-- Document section --
──────

I’ve been wondering for so many years what’s wrong with me why I’m not in a serious romantic relationship when most girls and women my age are getting engaged, married, and having babies.

I asked myself countless of times, “Pangit ba ako? or Super taba ko na ba?” I’ve been trying to comfort myself with the words, “Matalino naman ako, mabait, at malambing. Masaya din naman ako kasama.” How come I’m not committed yet?

At times I get so used to the idea that being single is fun. I can actually date any guy who would ask me out. I have no commitments. I own my time. I do not have anyone to think of or care about aside from my strong, independent, and stubborn self. But, this train of thoughts do not soothe the longing to be in a relationship and the desire of having someone to have and to hold.

I became a hopeful romantic…

Everywhere I go, I welcome the idea of finding my one true love. I thought of meeting him in a bus or plane ride. Every mountain I hike becomes an easy climb with the thought that maybe he is already there at the peak. Every island is a paradise with the thought that maybe he is also there wandering and looking for me.

──────

-- Entries --
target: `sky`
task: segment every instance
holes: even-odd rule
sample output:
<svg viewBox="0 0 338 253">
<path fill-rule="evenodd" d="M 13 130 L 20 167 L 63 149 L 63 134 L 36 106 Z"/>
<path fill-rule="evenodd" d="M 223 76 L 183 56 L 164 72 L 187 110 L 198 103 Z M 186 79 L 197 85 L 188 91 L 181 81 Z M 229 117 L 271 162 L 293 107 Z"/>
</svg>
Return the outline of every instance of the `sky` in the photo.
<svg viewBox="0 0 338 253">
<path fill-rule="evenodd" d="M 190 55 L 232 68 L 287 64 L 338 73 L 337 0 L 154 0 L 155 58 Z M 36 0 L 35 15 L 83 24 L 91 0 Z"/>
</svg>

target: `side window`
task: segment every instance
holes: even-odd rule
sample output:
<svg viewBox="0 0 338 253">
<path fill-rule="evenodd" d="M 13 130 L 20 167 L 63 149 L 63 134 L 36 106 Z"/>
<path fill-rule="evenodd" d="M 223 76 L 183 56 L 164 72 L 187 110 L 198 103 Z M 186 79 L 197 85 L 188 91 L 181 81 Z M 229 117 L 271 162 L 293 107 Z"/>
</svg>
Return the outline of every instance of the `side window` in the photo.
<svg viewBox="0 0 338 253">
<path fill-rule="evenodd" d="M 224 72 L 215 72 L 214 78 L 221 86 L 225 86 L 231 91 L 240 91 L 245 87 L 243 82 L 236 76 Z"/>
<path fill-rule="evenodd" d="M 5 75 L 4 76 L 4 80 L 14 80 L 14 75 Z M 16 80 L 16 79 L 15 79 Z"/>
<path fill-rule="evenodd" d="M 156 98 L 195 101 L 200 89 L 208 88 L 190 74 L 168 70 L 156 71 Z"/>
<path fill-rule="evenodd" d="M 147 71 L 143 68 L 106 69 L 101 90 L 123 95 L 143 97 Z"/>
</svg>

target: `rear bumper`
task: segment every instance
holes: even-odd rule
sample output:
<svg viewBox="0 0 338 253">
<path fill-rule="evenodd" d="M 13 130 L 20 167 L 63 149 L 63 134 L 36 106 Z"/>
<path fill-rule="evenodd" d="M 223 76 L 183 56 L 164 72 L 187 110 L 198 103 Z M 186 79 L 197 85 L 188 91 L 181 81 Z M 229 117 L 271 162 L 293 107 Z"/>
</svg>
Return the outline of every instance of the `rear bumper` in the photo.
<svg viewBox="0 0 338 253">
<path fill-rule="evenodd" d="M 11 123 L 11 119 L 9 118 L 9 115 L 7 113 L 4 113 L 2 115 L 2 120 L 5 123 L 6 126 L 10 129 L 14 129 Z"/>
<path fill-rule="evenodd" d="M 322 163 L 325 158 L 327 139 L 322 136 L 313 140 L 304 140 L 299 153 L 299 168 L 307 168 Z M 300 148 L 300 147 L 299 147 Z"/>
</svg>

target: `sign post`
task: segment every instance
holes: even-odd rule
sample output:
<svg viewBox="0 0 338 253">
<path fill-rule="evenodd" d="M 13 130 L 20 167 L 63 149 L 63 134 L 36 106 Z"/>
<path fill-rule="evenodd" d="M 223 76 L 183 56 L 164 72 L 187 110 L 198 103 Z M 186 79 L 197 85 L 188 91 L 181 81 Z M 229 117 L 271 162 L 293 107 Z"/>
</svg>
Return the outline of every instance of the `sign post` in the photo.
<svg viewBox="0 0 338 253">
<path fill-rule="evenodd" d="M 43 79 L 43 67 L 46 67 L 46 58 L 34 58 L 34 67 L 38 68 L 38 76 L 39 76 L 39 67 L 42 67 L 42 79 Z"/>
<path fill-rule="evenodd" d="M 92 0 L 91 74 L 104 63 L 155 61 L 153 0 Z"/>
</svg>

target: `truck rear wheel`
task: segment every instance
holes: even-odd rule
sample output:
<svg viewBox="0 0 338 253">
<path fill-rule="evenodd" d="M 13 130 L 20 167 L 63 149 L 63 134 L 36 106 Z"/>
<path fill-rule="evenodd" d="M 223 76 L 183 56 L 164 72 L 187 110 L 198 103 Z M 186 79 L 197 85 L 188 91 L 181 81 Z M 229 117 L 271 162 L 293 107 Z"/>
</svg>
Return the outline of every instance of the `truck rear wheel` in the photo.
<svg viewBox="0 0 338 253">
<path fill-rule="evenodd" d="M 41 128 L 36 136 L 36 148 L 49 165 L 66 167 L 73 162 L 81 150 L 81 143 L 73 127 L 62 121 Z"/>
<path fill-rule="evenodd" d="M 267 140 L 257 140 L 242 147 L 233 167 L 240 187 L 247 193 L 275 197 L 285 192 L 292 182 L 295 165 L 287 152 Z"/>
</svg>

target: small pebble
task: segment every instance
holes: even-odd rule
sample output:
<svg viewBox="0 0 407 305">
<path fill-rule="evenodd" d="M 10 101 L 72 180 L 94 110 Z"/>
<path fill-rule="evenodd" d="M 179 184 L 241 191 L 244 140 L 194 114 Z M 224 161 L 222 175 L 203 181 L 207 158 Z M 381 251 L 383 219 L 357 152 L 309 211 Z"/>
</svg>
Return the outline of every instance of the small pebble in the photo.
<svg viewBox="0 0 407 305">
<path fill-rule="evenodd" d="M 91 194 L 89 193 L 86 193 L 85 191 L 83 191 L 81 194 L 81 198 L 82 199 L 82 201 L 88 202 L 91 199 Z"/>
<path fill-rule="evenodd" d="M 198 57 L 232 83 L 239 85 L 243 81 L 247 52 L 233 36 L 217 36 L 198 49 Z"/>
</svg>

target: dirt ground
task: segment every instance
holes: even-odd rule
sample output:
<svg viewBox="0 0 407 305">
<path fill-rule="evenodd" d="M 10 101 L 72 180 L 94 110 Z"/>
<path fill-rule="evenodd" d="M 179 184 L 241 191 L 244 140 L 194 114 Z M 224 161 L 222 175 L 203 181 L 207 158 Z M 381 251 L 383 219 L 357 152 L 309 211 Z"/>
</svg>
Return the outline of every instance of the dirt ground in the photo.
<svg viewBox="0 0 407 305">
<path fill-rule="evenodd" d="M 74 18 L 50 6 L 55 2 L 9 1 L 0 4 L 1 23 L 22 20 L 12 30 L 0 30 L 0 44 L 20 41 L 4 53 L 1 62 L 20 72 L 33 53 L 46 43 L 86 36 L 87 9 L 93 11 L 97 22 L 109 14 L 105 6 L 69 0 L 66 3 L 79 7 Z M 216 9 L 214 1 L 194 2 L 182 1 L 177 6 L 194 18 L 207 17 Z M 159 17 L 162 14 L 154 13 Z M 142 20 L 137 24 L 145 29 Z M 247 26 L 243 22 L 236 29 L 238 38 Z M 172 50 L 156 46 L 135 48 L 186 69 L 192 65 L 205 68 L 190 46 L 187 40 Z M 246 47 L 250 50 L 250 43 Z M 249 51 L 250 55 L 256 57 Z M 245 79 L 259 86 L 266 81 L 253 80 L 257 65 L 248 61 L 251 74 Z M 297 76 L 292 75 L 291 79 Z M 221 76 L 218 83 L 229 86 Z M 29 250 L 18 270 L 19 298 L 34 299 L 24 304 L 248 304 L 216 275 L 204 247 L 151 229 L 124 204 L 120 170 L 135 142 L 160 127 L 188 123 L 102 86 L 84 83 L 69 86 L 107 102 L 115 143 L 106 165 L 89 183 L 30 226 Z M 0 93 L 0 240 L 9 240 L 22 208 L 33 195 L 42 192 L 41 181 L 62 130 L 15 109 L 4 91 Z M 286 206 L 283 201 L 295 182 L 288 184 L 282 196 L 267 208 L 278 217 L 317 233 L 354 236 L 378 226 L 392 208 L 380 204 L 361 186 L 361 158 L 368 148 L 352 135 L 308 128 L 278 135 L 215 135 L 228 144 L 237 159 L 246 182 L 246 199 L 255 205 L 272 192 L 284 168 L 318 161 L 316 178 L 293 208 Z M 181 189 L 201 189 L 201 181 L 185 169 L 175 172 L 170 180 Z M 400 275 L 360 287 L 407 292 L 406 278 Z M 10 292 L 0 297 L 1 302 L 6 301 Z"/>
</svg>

──────

-- Task --
Decide whether each statement agrees with the passage on being single. Answer yes or no, and quote the words from the passage that settle it.
1. The writer notes that most girls and women the same age are getting engaged, married, and having babies.
2. The writer finds that thinking single life is fun eases the longing for a relationship.
3. The writer pictured meeting a true love on a train ride.
The lines have no connection to the passage on being single.

-- Result below --
1. Yes: "most girls and women my age are getting engaged, married, and having babies"
2. No: "this train of thoughts do not soothe the longing to be in a relationship"
3. No: "I thought of meeting him in a bus or plane ride"